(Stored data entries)
[Start of Attachment]

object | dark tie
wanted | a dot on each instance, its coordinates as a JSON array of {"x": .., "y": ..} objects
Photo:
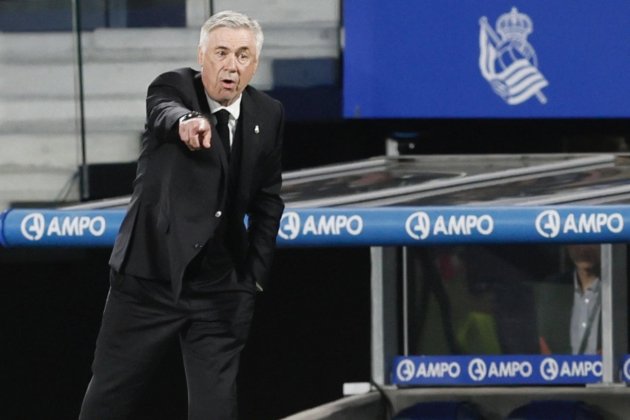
[{"x": 223, "y": 116}]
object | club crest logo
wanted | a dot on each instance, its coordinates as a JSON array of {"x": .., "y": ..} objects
[{"x": 507, "y": 61}]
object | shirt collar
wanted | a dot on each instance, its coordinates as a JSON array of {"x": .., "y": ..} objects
[
  {"x": 234, "y": 109},
  {"x": 578, "y": 289}
]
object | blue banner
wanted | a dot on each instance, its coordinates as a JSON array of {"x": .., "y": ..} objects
[
  {"x": 356, "y": 227},
  {"x": 497, "y": 370},
  {"x": 486, "y": 58},
  {"x": 41, "y": 227}
]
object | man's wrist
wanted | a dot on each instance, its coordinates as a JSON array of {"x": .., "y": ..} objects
[{"x": 191, "y": 115}]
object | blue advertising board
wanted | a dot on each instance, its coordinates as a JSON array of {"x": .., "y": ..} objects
[
  {"x": 486, "y": 58},
  {"x": 355, "y": 226},
  {"x": 497, "y": 370}
]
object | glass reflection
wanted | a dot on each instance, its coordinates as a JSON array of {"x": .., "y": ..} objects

[End of Attachment]

The task: For each record, return its text exactly and leave any picture out.

Task answer:
object | dark tie
wanted | a dot on each instance, its coordinates as a JSON array of {"x": .., "y": ..} objects
Photo:
[{"x": 223, "y": 116}]
object | club crest logo
wanted | a dot on each instance, its coordinates as a JSON array of {"x": .., "y": ..} objects
[{"x": 507, "y": 61}]
object | shirt collar
wanted | a dot on each instance, its coordinates as a JSON array of {"x": .., "y": ..} objects
[
  {"x": 234, "y": 109},
  {"x": 578, "y": 289}
]
object | blue banner
wanted | a dot on each instance, its coordinates as a JSON array of {"x": .., "y": ..} objects
[
  {"x": 356, "y": 227},
  {"x": 497, "y": 370},
  {"x": 486, "y": 58},
  {"x": 41, "y": 227}
]
object | man's wrist
wanted | a dot on each instance, its coordinates as a JSON array of {"x": .., "y": ..} objects
[{"x": 191, "y": 115}]
object | blue advertising board
wanted | a dot on each instance, its coordinates as a JSON array of {"x": .., "y": ..} objects
[
  {"x": 486, "y": 58},
  {"x": 355, "y": 226},
  {"x": 497, "y": 370}
]
object | glass reflection
wanted | a dot on each instance, its coordinates as a JSON array of {"x": .., "y": ..} objects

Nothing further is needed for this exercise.